===== Selected excerpt
Metamath Proof Explorer

Theorem ovmpox

Description: The value of an operation class abstraction. Variant of ovmpoga which does not require D and x to be distinct. (Contributed by Jeff Madsen, 10-Jun-2010) (Revised by Mario Carneiro, 20-Dec-2013)

		Ref	Expression
	Hypotheses	ovmpox.1	$⊢ (x = A \land y = B) \to R = S$
		ovmpox.2	$⊢ x = A \to D = L$
		ovmpox.3	$⊢ F = (x \in C, y \in D ⟼ R)$
	Assertion	ovmpox	$⊢ (A \in C \land B \in L \land S \in H) \to A F B = S$

Proof

Step	Hyp	Ref	Expression
1		ovmpox.1	$⊢ (x = A \land y = B) \to R = S$
2		ovmpox.2	$⊢ x = A \to D = L$
3		ovmpox.3	$⊢ F = (x \in C, y \in D ⟼ R)$
4		elex	$⊢ S \in H \to S \in V$
5	3	a1i	$⊢ (A \in C \land B \in L \land S \in V) \to F = (x \in C, y \in D ⟼ R)$
6	1	adantl	$⊢ ((A \in C \land B \in L \land S \in V) \land (x = A \land y = B)) \to R = S$
7	2	adantl	$⊢ ((A \in C \land B \in L \land S \in V) \land x = A) \to D = L$
8		simp1	$⊢ (A \in C \land B \in L \land S \in V) \to A \in C$
9		simp2	$⊢ (A \in C \land B \in L \land S \in V) \to B \in L$
10		simp3	$⊢ (A \in C \land B \in L \land S \in V) \to S \in V$
11	5 6 7 8 9 10	ovmpodx	$⊢ (A \in C \land B \in L \land S \in V) \to A F B = S$
12	4 11	syl3an3	$⊢ (A \in C \land B \in L \land S \in H) \to A F B = S$
==========
===== Source data
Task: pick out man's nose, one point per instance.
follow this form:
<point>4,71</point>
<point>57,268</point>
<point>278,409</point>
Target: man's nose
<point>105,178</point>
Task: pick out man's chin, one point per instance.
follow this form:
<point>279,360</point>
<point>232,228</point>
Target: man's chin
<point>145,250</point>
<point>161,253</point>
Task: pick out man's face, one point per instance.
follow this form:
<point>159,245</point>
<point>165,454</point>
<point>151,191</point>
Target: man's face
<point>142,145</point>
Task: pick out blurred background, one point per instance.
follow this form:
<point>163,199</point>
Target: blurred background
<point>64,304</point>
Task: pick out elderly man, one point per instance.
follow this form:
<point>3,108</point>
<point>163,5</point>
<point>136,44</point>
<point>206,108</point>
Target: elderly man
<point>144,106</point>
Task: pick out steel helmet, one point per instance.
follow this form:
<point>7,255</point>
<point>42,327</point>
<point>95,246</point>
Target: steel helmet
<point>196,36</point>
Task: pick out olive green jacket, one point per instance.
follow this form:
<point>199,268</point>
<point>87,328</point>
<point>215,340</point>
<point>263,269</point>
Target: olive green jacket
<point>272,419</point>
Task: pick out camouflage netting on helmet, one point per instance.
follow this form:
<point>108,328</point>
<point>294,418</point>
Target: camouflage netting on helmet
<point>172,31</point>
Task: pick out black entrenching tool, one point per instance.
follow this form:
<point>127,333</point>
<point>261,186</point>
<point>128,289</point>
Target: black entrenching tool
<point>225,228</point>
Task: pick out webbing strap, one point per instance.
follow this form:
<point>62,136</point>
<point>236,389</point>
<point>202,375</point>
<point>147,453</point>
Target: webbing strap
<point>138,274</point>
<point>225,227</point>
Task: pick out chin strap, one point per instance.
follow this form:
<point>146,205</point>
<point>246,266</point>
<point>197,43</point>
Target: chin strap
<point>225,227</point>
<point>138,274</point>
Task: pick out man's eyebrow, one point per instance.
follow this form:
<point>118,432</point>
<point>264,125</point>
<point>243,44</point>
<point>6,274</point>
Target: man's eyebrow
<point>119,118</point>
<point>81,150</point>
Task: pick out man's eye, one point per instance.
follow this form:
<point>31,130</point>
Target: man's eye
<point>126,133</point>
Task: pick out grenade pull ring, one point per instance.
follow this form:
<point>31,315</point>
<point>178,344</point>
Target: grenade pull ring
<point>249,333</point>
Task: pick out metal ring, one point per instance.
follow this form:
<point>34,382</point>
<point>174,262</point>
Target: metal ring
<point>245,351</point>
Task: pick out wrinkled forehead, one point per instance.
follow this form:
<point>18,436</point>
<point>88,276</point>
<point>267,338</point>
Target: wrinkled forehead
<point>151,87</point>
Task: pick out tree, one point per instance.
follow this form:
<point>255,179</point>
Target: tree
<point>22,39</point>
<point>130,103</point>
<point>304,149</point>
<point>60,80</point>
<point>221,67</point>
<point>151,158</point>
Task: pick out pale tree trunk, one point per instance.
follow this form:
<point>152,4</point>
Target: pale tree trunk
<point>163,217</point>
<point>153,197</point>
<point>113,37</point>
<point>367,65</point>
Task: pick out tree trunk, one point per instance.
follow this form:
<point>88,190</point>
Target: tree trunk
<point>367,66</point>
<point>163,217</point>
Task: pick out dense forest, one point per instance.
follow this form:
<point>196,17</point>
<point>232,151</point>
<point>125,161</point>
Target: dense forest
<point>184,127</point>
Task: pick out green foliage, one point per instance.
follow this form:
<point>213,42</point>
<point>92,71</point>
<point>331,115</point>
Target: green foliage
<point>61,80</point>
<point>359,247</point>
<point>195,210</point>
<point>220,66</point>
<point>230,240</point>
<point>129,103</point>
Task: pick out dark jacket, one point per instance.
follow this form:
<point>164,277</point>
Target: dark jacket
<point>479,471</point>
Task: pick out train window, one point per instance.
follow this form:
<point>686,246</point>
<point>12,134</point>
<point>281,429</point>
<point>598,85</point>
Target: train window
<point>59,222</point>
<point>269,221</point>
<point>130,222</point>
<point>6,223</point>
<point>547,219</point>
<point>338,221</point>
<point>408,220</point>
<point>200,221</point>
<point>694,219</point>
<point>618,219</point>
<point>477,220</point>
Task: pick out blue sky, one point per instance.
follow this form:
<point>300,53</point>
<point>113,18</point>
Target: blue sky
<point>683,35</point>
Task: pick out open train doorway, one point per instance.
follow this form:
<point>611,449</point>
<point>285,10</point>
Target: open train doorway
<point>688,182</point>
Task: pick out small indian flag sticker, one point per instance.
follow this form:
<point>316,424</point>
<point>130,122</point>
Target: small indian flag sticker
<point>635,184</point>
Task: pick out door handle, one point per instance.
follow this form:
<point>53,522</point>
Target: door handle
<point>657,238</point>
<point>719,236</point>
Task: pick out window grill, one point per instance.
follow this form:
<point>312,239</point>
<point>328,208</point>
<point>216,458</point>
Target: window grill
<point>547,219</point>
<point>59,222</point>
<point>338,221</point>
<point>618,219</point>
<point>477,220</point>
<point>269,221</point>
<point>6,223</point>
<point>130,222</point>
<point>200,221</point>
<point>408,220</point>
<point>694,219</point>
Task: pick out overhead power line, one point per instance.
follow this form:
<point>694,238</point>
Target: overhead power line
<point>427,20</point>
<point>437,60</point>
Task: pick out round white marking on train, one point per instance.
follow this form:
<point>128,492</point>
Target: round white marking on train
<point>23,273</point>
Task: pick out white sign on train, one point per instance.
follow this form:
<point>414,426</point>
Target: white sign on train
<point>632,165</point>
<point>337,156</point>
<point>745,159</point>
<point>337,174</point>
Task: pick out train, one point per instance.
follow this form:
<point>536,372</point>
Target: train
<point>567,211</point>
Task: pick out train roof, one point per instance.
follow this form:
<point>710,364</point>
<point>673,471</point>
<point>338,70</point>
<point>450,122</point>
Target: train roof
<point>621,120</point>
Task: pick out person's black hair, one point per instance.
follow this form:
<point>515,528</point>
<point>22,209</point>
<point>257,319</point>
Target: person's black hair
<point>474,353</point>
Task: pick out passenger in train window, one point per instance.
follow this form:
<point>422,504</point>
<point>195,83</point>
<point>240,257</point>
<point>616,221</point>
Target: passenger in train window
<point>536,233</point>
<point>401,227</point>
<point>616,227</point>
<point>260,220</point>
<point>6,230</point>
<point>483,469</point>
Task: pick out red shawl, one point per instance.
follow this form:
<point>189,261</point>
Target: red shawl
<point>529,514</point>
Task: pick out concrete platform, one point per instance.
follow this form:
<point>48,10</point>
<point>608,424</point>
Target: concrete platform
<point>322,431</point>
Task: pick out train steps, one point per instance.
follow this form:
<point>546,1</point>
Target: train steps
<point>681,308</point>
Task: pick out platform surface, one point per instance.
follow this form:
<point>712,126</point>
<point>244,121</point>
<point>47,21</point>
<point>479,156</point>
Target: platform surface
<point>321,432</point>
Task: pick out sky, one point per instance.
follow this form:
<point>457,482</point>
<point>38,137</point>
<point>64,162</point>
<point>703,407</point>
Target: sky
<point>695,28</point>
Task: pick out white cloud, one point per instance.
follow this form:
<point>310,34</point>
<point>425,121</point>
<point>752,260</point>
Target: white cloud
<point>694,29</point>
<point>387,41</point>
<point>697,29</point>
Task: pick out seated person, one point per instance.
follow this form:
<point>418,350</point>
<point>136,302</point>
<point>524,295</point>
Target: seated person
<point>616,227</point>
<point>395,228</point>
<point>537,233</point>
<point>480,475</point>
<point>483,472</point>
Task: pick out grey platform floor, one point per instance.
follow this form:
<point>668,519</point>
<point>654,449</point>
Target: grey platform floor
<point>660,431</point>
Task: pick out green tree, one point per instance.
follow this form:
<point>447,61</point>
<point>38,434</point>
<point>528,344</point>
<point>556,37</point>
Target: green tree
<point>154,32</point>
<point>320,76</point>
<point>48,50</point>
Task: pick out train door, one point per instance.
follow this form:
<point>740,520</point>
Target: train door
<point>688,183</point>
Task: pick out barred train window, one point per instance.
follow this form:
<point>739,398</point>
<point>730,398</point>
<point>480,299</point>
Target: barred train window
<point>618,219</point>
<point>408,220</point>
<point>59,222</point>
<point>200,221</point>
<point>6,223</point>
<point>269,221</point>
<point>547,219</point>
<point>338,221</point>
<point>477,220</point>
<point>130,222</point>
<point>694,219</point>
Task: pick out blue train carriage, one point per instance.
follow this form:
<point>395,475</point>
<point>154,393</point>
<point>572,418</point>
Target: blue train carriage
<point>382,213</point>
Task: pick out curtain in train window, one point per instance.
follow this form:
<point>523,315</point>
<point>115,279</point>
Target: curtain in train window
==========
Request 1: For each statement, say whether it agrees with the ovmpox theorem page. Answer yes or no and quote the deciding words. (a) The theorem was contributed by Mario Carneiro. (b) The theorem is a variant of ovmpoga that does not require D and x to be distinct. (c) The theorem was revised on 20-Dec-2013.
Request 2: Revise the listing lines starting at the line that contains "Task: pick out round" and ending at the line that contains "<point>567,211</point>". Replace every "train" with "railcar", and return only those lines.

Written response 1:
(a) No: "(Contributed by Jeff Madsen, 10-Jun-2010)"
(b) Yes: "Variant of ovmpoga which does not require D and x to be distinct."
(c) Yes: "(Revised by Mario Carneiro, 20-Dec-2013)"

Written response 2:
Task: pick out round white marking on railcar, one point per instance.
follow this form:
<point>128,492</point>
Target: round white marking on railcar
<point>23,273</point>
Task: pick out white sign on railcar, one point per instance.
follow this form:
<point>414,426</point>
Target: white sign on railcar
<point>632,165</point>
<point>337,156</point>
<point>745,159</point>
<point>337,174</point>
Task: pick out railcar, one point per instance.
follow this form:
<point>536,372</point>
Target: railcar
<point>567,211</point>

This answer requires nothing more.